# ACTIVITY 1
In the locomotive detector article, shorten the paragraph that begins "Under the Association of American Railroads' Strategic Research Initiatives program" into a list of its main facts.
# ACTIVITY 2
Write what comes next in the article on locomotive thermal detectors, picking up after its final paragraph.

# TEXT
--*--
RAILWAY AGE, NOVEMBER 2022 ISSUE: Traction Motor (TM) lockup in a locomotive can be disruptive to a railway’s operations. While modern locomotives are equipped with many onboard diagnostic sensors to provide condition feedback, high-load mechanical components such as the gear train often remain unmonitored.
A gearbox can overheat and lock up (Figure 1, above; and Figure 2, below) and never be detected by the onboard systems, or by any existing wayside detectors. Therefore, wayside detectors that can monitor and indicate the main driveline components prior to failure are desired.
Under the Association of American Railroads’ Strategic Research Initiatives program, MxV Rail (formerly TTCI) coordinated a yearlong, in-service assessment of locomotive undercarriage thermal inspection systems (LUTIS), also known as “in-track thermal detectors.” The thermal detectors, from two different vendors, were early test systems produced for this test. The sensors resided between the rails for monitoring traction motor components; each was configured to monitor the traction motors in real time as the trains passed overhead. The in-service testing of these systems started in late June 2020 and continued until the end of July 2021. The test location, a dual-track main line in the southwestern U.S. (Figure 3, below), provided high-traffic volumes and line speeds for evaluating these thermal inspection systems.
--*--
Records from a data source:
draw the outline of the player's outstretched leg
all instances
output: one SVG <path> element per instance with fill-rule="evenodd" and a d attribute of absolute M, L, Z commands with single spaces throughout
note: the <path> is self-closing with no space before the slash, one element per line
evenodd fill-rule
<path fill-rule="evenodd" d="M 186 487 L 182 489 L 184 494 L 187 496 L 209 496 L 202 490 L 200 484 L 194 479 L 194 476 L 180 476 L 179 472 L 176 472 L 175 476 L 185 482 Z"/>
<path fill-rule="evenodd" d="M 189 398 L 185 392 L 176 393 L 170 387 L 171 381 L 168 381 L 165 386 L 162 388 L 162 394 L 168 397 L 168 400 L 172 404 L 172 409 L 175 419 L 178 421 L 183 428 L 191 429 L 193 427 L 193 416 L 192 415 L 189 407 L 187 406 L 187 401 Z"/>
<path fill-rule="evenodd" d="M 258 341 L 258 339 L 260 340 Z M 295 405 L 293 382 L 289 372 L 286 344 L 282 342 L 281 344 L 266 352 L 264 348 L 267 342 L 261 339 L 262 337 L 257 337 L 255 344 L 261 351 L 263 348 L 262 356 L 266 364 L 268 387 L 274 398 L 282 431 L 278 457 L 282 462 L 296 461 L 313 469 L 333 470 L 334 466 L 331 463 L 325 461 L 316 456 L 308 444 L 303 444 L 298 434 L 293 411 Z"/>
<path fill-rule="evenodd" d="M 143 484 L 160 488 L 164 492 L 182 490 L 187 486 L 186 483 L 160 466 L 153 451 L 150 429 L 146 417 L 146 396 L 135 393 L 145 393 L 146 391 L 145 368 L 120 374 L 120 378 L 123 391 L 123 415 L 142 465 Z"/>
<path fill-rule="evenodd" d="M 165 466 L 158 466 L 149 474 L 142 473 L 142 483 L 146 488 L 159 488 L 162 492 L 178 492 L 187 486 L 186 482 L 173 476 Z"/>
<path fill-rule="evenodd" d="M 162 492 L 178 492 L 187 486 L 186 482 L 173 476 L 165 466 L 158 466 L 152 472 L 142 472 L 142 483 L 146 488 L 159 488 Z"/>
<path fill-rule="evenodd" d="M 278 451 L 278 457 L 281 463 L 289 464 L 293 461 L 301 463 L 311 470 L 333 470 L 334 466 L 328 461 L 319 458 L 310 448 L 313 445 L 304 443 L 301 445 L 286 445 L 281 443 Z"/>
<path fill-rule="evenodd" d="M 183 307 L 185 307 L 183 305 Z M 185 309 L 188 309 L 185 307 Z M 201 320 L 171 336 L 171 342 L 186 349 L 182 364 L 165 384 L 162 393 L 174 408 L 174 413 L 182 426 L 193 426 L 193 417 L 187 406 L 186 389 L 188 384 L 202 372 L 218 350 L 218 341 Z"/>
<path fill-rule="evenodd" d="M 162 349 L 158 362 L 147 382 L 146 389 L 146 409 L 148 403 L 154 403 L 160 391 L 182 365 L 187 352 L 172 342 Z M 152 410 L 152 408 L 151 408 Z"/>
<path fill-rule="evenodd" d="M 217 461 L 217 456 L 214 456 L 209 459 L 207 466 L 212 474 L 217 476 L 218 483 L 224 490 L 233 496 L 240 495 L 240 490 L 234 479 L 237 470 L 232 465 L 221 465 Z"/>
--*--
# EXPECTED ANSWER 1
- Program: the Association of American Railroads' Strategic Research Initiatives
- Coordinator: MxV Rail (formerly TTCI)
- What was tested: locomotive undercarriage thermal inspection systems (LUTIS), also called "in-track thermal detectors," in a yearlong, in-service assessment
- Systems: early test units from two different vendors, produced for this test
- Setup: sensors placed between the rails, each set to monitor traction motor components in real time as trains passed overhead
- Test period: late June 2020 to the end of July 2021
- Location: a dual-track main line in the southwestern U.S. with high traffic volumes and line speeds

# EXPECTED ANSWER 2
As part of the evaluation, MxV Rail installed thermocouples (TC) and data loggers on three locomotives to record the real-time temperatures of select components. Three specific styles of locomotives were instrumented, including AC and DC traction motors from two different locomotive builders. The TC locations on the TMs were selected to be visible to the thermal scanning hardware. There were eight TC locations per TM on all six TMs of each locomotive for a total of 48 channels per locomotive. The TC data continually produced traces of component operating temperatures as the locomotives traversed the network. This continuous data was useful for determining warmup profiles and normal operating range temperatures for the various components. When the locomotives passed the test site, direct point-by-point temperature comparisons could be made between the TC data and the thermal scanner readouts.
The revenue service trials of the in-track LUTIS demonstrated good correlation between the scanned and onboard temperature measurements. MxV Rail found typical overall differences of approximately two degrees between the two LUTIS units themselves and differences averaged approximately six degrees between the thermocouples and either of the in-track units. Considering inherent differences of each measurement system (thermal scan technology, resolution, precise location of the thermocouples vs. scan position) and the range of operating temperatures, these differences are small. When compared to temperatures associated with an impending component failure, the differences appear to be insignificant.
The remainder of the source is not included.